Which lines in the data below contain the word "plant"? Return each of those lines in full.

(Saved entries)
▼▼▼

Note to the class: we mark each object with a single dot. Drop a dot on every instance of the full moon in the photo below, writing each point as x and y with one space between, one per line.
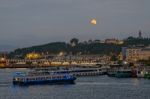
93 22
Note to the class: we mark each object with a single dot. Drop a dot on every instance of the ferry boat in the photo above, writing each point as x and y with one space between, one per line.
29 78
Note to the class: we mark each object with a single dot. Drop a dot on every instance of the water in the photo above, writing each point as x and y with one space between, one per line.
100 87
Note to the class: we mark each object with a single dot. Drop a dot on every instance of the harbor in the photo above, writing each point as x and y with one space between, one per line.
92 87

▲▲▲
▼▼▼

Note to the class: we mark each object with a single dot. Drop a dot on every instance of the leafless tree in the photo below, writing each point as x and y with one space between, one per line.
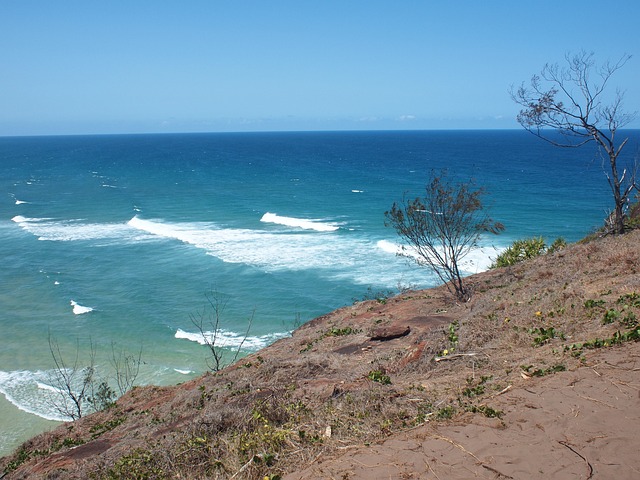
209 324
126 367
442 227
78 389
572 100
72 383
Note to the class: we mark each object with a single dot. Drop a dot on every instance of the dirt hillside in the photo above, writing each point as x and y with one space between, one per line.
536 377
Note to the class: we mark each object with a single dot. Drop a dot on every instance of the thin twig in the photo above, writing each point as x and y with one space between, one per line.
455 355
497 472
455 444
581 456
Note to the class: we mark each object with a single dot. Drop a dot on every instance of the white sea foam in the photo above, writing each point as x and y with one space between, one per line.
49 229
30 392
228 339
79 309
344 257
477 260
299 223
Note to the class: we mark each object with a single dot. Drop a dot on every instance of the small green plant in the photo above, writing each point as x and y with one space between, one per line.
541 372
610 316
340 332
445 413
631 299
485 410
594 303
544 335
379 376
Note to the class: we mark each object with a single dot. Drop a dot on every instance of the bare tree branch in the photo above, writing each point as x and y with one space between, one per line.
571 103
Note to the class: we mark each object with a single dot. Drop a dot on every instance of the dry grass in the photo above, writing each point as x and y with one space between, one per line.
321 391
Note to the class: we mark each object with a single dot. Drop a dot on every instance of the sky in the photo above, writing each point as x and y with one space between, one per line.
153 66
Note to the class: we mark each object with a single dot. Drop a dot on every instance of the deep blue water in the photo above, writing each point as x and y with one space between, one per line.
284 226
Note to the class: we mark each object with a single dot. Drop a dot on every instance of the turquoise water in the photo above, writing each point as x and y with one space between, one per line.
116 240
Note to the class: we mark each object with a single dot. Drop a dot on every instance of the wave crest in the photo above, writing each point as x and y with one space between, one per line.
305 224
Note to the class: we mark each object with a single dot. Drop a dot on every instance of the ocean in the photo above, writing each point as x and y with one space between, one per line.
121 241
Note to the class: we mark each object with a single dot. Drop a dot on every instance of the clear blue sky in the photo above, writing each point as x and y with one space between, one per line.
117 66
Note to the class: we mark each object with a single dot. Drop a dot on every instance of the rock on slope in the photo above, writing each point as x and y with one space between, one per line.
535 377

▲▲▲

Final answer:
Note to the class: we mark each object with a single dot. Drop a dot on every instance of the small green plant in the photo above, writing each point as x and y with one space between, one per line.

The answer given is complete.